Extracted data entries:
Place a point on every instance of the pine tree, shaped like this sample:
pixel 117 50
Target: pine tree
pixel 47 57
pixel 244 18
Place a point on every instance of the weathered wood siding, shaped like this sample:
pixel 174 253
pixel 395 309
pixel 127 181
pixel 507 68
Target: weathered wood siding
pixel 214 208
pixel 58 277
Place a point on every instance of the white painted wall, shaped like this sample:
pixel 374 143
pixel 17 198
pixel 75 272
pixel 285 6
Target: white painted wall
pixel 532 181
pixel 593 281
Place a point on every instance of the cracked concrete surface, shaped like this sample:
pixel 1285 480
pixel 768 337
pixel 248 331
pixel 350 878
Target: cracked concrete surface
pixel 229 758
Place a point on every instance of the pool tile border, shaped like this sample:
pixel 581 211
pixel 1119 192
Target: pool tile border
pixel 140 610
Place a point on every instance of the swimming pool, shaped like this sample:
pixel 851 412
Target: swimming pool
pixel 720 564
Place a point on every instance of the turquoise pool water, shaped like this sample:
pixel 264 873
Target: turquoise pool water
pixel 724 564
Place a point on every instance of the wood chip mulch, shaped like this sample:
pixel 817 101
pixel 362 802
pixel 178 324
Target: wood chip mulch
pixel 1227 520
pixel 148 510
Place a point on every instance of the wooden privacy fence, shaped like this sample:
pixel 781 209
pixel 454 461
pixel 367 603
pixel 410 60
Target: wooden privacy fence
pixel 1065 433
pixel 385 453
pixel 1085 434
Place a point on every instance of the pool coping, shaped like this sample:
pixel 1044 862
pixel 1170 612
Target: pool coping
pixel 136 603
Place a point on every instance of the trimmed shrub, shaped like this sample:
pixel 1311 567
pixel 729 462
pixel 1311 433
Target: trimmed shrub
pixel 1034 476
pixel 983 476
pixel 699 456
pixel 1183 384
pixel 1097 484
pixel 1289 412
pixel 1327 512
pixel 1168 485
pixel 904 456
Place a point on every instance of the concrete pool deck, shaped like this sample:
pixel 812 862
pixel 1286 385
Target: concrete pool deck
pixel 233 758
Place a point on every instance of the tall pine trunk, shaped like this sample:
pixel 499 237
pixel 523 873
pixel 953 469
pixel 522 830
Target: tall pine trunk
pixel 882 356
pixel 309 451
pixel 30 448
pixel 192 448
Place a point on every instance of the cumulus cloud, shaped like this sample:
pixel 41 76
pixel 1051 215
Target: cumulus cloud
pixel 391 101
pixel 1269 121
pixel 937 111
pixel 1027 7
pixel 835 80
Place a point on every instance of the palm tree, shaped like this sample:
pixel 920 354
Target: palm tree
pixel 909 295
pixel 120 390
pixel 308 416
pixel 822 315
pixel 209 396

*DESCRIPTION OF THE TASK*: The entries above, copied exactly, form the whole answer.

*WRITTEN ANSWER*:
Place a point on every instance of the pine tree, shaped like this sample:
pixel 117 50
Target: pine tree
pixel 47 57
pixel 244 18
Place a point on every instance of the weathered wood siding, shaped like this sample:
pixel 174 253
pixel 395 309
pixel 127 181
pixel 507 68
Target: weathered wood siding
pixel 214 208
pixel 58 277
Place a point on every instance of the white painted wall, shaped like this sample:
pixel 374 143
pixel 17 198
pixel 75 272
pixel 285 6
Target: white painted wall
pixel 532 181
pixel 593 281
Place a point on every instance of the cracked concrete surface, shaped like this sample:
pixel 1285 480
pixel 768 337
pixel 248 331
pixel 350 878
Target: cracked concrete surface
pixel 229 758
Place a point on every instance of the pool tile border, shaped like this sample:
pixel 581 211
pixel 1119 192
Target: pool tile border
pixel 140 610
Place a point on every instance of the swimming pool, shaped like this sample:
pixel 851 412
Target: swimming pool
pixel 720 564
Place a point on every instance of the turquoise pool water, shaped like this sample:
pixel 264 873
Target: turquoise pool water
pixel 724 564
Place a point on every instance of the wood chip mulch, shaped like this sample:
pixel 817 101
pixel 362 802
pixel 178 324
Target: wood chip mulch
pixel 1227 520
pixel 148 510
Place a point on every instance of the wooden privacy fence, shaped like this sample:
pixel 781 209
pixel 454 461
pixel 367 603
pixel 410 60
Target: wooden privacy fence
pixel 1065 433
pixel 385 453
pixel 1085 434
Place a point on every instance of the pool coping, shaped like this sample:
pixel 1044 862
pixel 1170 612
Target: pool coping
pixel 136 603
Place a point on every instance of the trimmed shrub, shaped like this sample:
pixel 1311 567
pixel 729 462
pixel 1311 433
Target: trimmed shrub
pixel 1034 476
pixel 983 476
pixel 699 456
pixel 1183 384
pixel 1097 484
pixel 1289 412
pixel 1327 512
pixel 1168 485
pixel 904 456
Place a point on every instance of the concrete pool deck, shaped like this sample:
pixel 812 862
pixel 1286 385
Target: concrete pool deck
pixel 233 758
Place a point on every instance of the tall pine trunk, shaped like this sample:
pixel 499 237
pixel 523 873
pixel 953 469
pixel 522 830
Target: tall pine trunk
pixel 882 356
pixel 309 451
pixel 30 448
pixel 192 448
Place a point on every instance of the cumulus cloud, shaped like this sample:
pixel 41 76
pixel 1051 215
Target: cumulus cloud
pixel 391 101
pixel 1269 121
pixel 937 111
pixel 1027 7
pixel 835 80
Place a point on every instance of the palm tree, shaped like this sample:
pixel 920 354
Target: palm tree
pixel 909 295
pixel 120 390
pixel 308 416
pixel 822 315
pixel 209 396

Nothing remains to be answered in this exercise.